## Exercise
Transcribe each record below character for character.

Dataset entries
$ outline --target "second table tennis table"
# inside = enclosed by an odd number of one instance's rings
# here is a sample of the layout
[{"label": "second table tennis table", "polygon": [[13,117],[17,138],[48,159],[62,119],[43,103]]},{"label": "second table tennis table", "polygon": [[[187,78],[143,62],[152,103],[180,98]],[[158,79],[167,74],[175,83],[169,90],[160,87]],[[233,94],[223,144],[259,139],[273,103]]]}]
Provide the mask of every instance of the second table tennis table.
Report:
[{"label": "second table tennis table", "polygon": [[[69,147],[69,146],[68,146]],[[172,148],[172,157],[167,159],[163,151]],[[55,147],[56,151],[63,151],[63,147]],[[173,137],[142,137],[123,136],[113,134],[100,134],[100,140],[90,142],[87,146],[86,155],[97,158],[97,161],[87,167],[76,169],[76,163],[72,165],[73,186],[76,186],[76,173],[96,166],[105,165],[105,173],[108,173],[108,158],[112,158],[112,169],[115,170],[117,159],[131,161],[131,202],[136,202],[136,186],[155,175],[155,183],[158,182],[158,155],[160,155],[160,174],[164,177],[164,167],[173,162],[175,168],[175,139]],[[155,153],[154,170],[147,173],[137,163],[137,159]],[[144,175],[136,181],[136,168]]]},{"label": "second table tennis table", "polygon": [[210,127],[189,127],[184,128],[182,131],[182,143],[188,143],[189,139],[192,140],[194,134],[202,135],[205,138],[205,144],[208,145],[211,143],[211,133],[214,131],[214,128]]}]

## Written answer
$ outline --target "second table tennis table"
# inside = enclosed by an odd number of one instance's rings
# here is a sample of the layout
[{"label": "second table tennis table", "polygon": [[13,117],[17,138],[48,159],[62,119],[43,103]]},{"label": "second table tennis table", "polygon": [[[187,78],[143,62],[152,103],[180,98]],[[158,79],[167,74],[175,83],[169,90],[160,87]],[[233,94],[223,144],[259,139],[273,103]]]}]
Provide the mask of every instance of the second table tennis table.
Report:
[{"label": "second table tennis table", "polygon": [[[69,147],[69,146],[68,146]],[[172,148],[172,157],[167,159],[163,151]],[[55,147],[56,151],[63,151],[63,147]],[[173,137],[142,137],[123,136],[113,134],[100,134],[100,140],[90,142],[87,146],[86,155],[97,158],[97,161],[87,167],[76,169],[76,163],[72,165],[73,186],[76,186],[76,173],[96,166],[105,165],[105,173],[108,173],[108,158],[112,158],[112,169],[115,170],[117,159],[131,161],[131,202],[136,202],[136,186],[155,175],[155,183],[158,182],[158,155],[160,155],[160,174],[164,177],[164,167],[173,162],[175,168],[175,139]],[[155,153],[154,170],[147,173],[137,163],[137,159]],[[144,175],[136,181],[136,168]]]},{"label": "second table tennis table", "polygon": [[210,127],[189,127],[184,128],[182,131],[182,143],[188,143],[189,139],[192,140],[194,134],[202,135],[205,138],[205,144],[208,145],[211,143],[211,133],[214,131],[214,128]]}]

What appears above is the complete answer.